● **Was zu tun ist**: Schreibe den unten stehenden Wanderbericht über die Tour am Ausangate im Anschluss an seinen letzten Satz weiter.

● **Ausgewählter Auszug**:
################
Zurueck im Dorf in Santos‘ kleinem Haeuschen bereiten wir im Taschenlampenlicht unser Abendessen am Gaskocher zu: Tuetensuppe und Spaghetti mit selbstgemachten Pesto. Noch nie hat es uns besser geschmeckt! Es ist bereits eisig kalt. Die Alpakas vor dem Haus kuscheln sich jeweils zu zweit dicht zusammen. Wir ziehen alles an, was wir mithaben und legen uns zeitig in unsere Schlafsaecke. Wie die Alpakas draussen legen wir uns dicht zusammen und wachen dennoch am fruehen Morgen von den Minusgraden auf.

Tag 2 wird der anstrengendste und im wahrsten Sinne des Wortes atemberaubendste Tag unserer Wanderung, denn es geht hinauf auf ueber 5000 Meter. Angekuendigt werden uns jedoch von Santos 5 Stunden Laufen und „una subidita no más“ (nicht mehr als ein kleiner Anstieg). So gehen wir motiviert nach Fruehstueck, Abwasch und Zeltabbau los. Huegel und Bergtaeler entwickeln sich immer mehr in steilere Anstiege, bis es irgendwann nur noch bergauf geht. Blickt man zurueck sieht man gruen-rote Berghaenge. Das Dorf aus dem wir gestartet sind, ist schon lange nicht mehr zu erkennen. Unsere Beine sind erschoepft unsere Lungen arbeiten immer mehr, um aus der duennen Luft genuegend Sauerstoff zu ziehen. 5 Stunden sind schon fast herum und als wir nun Santos fragen, wie lange es noch dauert, redet er von weiteren 3-4 Stunden. Das ist jedoch fast vergessen als wir endlich den Bergpass erreichen und der Blick auf den Apu Ausangate frei wird. Blaue Bergseen, gespeist aus Gletscherwasser, befinden sich in seinen Haengen. Ein mutet fast unwirklich an, den sonst so weit entfernten Ausangate aus direkter Naehe zu sehen. Da wir schon spaet dran sind, muessen wir jedoch bald weiter und auch die folgende Landschaft laesst uns manchmal mit offenen Muendern darstehen. Als wir an unserem Camp in Upis ankommen ist es schon dunkel. Erschoepft bauen wir unsere Zelte auf, kochen, fuellen unsere Waermflaschen mit heissem Wasser und verkriechen uns in unsere Schlafsaecke.
################
● **Bereitgestellte Daten**:
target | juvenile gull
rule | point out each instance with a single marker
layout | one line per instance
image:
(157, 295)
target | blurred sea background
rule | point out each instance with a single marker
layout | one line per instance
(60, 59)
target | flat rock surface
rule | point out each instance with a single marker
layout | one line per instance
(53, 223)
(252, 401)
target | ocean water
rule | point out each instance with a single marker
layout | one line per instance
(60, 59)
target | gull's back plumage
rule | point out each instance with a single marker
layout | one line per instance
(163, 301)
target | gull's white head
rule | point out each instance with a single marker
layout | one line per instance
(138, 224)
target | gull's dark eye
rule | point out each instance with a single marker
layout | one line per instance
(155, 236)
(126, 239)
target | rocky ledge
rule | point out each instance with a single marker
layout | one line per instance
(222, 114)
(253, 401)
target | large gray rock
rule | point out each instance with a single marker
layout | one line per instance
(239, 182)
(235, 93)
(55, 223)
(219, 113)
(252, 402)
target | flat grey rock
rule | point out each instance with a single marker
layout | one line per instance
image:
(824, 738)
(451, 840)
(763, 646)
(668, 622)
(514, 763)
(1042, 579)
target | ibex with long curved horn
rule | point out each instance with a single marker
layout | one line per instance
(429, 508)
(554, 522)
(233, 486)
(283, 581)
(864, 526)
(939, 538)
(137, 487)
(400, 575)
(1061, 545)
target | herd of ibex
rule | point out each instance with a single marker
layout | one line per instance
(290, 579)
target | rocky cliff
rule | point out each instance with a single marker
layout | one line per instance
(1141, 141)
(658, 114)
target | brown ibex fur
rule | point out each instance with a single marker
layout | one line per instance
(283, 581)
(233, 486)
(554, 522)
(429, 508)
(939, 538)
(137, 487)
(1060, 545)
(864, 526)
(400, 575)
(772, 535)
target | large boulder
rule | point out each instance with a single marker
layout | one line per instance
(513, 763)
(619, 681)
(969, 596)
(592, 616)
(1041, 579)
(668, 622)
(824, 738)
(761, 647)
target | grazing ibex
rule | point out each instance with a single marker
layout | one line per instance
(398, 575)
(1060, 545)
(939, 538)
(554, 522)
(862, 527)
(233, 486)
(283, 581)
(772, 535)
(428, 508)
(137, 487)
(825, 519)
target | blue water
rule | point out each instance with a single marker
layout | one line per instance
################
● **Antwort zur Aufgabe**:
Der dritte Tag bringt uns von Upis nach Pacchanta, einem kleinen Bergdorf mit Sicht auf den Ausangate. Ueber mit kleinen Steinmauerchen abgegrenzte Alpakaweiden fuehrt uns unser Guide bis zu einer blauen Lagune auf der anderen Seite des Ausangate, wo wir gemuetlich picknicken und dann weiter zum Dorf laufen. Da wir wissen, was uns erwartet, wollen wir unbedingt noch tagsueber ankommen. Pacchanta hat mitten am Dorfplatz Thermalquellen. Und nichts ersehnen unsere Fuesse, Beine und Schultern mehr als heisses Wasser. Zu unserer Freude kommen wir wie erhofft rechtzeitig an und koennen ohne Zeitdruck in den Baedern mit Blick auf den grossen schneebedeckten Berg entspannen.

Am letzten Tag packen wir routiniert – mit der Zeit sind wir immer schneller und organisierter in unserem Morgenablauf geworden – unsere Zelte ein. Horseman Abel und Santos beladen die Pferde und das erste Mal geht es wirklich nicht mehr bergauf, sondern hinab ins Tal. Da unsere Reisebegleiter noch am gleichen Tag zurueck in ihr Dorf wollen, muessen wir schon mittags in Tinke, einem Dorf mit einer Strasse, die zurueck nach Cusco fuehrt, sein. Etwas traurig, aber vor allem gluecklich ueber diese wunderbaren Tagen und in Vorfreude auf unsere Duschen und Betten in Cusco, blicken wir ein letztes Mal auf Ausangate. In Tinke steigen wir in einen Bus, in dem wir doesend, Fotos anguckend und lachend bis in unsere Lieblingsstadt gebracht werden. Nach 4 Tagen Stille, Natur, wenigen Touristen und anderen Menschen freuen wir uns doch fast schon wieder auf den Trubel, den Cusco in diesen Tagen bietet. Und das schoene ist: Auch von dort wird Ausangate weiter ueber uns wachen.